> _Extracted information_:

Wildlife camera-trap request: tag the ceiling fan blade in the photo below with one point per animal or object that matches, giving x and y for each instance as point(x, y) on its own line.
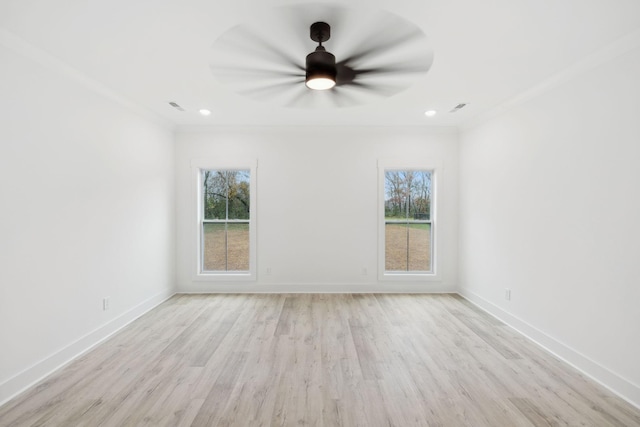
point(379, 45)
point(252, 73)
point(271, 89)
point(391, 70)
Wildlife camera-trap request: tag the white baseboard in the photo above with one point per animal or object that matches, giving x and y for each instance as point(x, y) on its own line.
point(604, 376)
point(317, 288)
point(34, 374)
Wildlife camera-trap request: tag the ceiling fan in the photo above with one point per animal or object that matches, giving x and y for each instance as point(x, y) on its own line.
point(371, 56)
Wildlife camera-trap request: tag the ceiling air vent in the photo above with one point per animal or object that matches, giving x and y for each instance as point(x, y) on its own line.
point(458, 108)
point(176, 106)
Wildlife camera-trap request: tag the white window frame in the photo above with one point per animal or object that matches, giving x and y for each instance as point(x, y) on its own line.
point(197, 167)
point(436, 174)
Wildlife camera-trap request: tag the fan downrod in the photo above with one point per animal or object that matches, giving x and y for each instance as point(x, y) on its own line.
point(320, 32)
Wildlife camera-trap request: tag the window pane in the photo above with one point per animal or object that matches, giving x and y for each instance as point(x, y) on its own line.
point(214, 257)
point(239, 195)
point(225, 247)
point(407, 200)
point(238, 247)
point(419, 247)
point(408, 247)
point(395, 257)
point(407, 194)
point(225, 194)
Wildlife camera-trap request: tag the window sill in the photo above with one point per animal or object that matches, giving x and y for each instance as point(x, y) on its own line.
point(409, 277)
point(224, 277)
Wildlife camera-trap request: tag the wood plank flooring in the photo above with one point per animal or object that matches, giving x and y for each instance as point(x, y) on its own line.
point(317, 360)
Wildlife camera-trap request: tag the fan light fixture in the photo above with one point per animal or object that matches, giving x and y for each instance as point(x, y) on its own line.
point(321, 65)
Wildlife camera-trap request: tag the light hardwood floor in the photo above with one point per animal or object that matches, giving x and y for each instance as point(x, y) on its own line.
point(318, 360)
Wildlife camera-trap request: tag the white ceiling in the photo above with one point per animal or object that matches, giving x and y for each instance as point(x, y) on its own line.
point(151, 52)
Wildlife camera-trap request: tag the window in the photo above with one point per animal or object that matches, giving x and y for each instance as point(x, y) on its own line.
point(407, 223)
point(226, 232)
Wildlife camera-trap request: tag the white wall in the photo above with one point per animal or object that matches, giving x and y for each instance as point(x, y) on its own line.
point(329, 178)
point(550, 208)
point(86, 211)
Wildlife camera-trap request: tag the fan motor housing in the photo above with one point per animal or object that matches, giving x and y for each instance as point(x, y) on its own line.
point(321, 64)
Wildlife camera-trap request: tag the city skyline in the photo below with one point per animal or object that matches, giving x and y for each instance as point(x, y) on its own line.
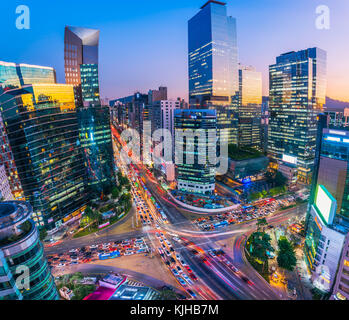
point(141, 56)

* * *

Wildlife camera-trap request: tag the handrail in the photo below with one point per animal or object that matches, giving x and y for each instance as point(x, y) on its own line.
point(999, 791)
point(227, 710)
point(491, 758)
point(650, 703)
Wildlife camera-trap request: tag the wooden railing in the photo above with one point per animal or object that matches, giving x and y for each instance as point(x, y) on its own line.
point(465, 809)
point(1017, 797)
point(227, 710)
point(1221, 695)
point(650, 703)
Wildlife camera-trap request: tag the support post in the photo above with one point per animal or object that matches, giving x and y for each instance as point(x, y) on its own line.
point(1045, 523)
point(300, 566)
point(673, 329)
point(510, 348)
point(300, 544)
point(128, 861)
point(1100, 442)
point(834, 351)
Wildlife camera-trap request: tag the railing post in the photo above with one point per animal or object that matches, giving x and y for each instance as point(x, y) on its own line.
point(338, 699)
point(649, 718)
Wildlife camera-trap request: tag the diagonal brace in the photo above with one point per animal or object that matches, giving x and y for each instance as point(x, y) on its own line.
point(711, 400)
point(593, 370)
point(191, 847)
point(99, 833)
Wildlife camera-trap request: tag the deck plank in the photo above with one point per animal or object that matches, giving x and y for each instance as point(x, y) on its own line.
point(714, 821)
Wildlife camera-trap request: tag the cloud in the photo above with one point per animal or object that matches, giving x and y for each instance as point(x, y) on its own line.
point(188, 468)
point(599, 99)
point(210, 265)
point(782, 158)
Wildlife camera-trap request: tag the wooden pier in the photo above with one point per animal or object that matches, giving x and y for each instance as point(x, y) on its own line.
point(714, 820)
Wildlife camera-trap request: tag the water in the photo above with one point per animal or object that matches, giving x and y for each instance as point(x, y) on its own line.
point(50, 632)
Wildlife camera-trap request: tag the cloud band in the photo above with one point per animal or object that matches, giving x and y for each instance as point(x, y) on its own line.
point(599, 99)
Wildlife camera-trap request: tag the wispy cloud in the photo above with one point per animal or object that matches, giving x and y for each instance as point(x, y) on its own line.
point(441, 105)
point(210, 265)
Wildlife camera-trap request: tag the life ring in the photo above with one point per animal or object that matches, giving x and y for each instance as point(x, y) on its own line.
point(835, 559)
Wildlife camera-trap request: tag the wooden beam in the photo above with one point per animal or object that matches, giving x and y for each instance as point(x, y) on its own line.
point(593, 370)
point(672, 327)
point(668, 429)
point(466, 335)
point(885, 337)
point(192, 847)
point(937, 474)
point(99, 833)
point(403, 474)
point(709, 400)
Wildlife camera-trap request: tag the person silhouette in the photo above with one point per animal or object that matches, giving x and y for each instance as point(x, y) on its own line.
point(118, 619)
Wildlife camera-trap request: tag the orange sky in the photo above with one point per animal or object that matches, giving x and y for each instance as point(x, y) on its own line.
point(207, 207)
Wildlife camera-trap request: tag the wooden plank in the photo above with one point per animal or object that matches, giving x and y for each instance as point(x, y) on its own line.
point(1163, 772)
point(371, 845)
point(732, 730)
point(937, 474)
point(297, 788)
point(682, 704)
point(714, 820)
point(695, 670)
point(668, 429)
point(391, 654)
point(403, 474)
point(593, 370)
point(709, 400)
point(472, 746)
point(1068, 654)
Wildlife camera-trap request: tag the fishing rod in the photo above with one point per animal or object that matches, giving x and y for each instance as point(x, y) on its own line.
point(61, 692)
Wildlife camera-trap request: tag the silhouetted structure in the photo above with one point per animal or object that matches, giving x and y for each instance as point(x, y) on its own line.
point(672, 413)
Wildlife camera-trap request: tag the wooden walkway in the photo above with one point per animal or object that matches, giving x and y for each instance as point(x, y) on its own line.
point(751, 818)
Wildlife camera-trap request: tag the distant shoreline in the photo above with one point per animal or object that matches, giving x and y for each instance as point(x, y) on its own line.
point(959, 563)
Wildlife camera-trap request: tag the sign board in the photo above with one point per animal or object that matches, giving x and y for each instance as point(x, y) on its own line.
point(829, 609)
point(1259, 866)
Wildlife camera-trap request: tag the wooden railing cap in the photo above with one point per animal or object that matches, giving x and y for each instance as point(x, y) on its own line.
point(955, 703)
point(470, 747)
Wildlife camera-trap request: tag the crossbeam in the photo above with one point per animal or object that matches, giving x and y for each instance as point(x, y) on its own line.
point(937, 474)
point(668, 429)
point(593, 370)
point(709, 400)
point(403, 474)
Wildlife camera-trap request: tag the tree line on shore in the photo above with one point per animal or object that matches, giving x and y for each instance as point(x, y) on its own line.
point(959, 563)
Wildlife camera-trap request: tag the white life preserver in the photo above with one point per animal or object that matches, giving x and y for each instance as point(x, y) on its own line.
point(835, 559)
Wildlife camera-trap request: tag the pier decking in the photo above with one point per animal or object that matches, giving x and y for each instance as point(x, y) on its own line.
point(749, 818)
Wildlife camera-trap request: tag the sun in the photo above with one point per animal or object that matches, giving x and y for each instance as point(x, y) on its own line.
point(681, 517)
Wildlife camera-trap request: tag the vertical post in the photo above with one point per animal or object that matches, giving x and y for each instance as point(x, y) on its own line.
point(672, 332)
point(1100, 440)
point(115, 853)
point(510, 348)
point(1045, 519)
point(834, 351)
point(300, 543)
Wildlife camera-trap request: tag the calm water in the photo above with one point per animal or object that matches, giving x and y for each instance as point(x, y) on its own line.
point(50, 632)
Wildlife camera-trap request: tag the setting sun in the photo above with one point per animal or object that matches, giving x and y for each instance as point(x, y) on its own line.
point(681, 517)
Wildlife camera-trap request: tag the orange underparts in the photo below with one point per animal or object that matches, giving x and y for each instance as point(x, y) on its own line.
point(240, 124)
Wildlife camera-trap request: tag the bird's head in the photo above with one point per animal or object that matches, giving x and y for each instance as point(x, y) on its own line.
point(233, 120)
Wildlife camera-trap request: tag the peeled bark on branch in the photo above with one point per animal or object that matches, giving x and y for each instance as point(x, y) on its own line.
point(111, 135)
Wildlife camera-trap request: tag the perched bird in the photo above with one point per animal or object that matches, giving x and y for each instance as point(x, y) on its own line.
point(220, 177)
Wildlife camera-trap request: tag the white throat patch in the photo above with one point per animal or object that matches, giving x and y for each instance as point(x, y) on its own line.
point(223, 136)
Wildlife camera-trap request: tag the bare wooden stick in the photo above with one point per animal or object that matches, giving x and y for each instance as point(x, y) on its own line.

> _Written problem_: State only how many lines in the records above contain the word "shoreline", treating uppercase and lowercase as different.

> _Solution to this problem_: 1